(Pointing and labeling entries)
++++++++

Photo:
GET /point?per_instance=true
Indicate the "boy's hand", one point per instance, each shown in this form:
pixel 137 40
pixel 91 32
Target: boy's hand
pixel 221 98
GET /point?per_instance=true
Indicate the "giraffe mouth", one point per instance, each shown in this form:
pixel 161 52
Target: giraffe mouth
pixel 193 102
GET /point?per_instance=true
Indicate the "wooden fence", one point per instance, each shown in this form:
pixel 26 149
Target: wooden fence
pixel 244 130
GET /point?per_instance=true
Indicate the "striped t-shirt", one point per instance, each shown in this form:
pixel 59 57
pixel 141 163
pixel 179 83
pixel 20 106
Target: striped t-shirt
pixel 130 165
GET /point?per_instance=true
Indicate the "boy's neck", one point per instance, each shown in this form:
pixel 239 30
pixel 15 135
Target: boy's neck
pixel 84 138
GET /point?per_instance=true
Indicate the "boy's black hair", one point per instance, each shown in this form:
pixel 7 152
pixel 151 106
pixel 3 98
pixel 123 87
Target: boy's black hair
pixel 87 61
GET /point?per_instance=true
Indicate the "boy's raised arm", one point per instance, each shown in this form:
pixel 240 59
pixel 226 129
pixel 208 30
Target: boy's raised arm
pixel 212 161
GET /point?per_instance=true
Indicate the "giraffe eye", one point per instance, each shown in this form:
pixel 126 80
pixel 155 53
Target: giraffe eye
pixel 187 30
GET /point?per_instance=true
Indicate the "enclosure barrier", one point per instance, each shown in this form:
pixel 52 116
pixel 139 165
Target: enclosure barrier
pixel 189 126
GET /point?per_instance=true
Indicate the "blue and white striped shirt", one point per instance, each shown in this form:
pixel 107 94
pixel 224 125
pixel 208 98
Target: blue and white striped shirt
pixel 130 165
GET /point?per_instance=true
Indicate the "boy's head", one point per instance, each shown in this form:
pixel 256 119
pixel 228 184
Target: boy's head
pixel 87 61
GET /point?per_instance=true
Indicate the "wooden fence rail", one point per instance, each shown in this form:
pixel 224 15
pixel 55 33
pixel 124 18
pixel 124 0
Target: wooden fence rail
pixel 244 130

++++++++

Reproduce every item above line for line, from the first to the last, with no changes.

Correct response>
Photo:
GET /point?per_instance=true
Indicate the "boy's hand", one point per instance, each shown in this form:
pixel 137 40
pixel 91 32
Target: boy's hand
pixel 221 98
GET /point?per_instance=true
Indicate the "giraffe mouth", one point per instance, each shown in this form:
pixel 161 52
Target: giraffe mouth
pixel 193 102
GET /point?per_instance=true
Indicate the "wooden fence", one point per instance, each shown in this form:
pixel 26 149
Target: wooden fence
pixel 244 130
GET /point?per_instance=true
Indicate the "striped t-shirt", one point per instance, each shown in this form:
pixel 59 57
pixel 141 163
pixel 179 83
pixel 20 106
Target: striped t-shirt
pixel 130 165
GET /point?per_instance=true
Indicate the "boy's neck", one point per instance, each shown in this form:
pixel 239 30
pixel 15 135
Target: boy's neck
pixel 84 138
GET /point?per_instance=true
Indicate the "boy's black hair", one point per instance, each shown in this form:
pixel 7 152
pixel 151 106
pixel 3 98
pixel 123 87
Target: boy's black hair
pixel 87 61
GET /point?per_instance=true
Indicate the "boy's raised arm", one point per instance, each shown in this form:
pixel 240 59
pixel 226 129
pixel 208 30
Target: boy's raised arm
pixel 212 161
GET /point?per_instance=true
Indicate the "giraffe eye", one point per instance, each shown in this form:
pixel 126 80
pixel 155 53
Target: giraffe eye
pixel 187 30
GET /point?per_instance=true
Indicate the "enclosure barrier", one point per instance, each shown in this form:
pixel 52 116
pixel 139 165
Target: enclosure barrier
pixel 189 126
GET /point?per_instance=true
Indicate the "blue and white striped shirt", one point per instance, each shown in this form:
pixel 107 94
pixel 224 125
pixel 208 98
Target: blue and white striped shirt
pixel 130 165
GET /point?per_instance=true
Indicate the "boy's head", one point per instance, each shown in this form:
pixel 256 119
pixel 228 184
Target: boy's head
pixel 87 61
GET /point?per_instance=true
Indicate the "wooden fence rail", one point per instance, each shown in this form:
pixel 224 15
pixel 55 33
pixel 124 18
pixel 124 0
Target: wooden fence rail
pixel 244 130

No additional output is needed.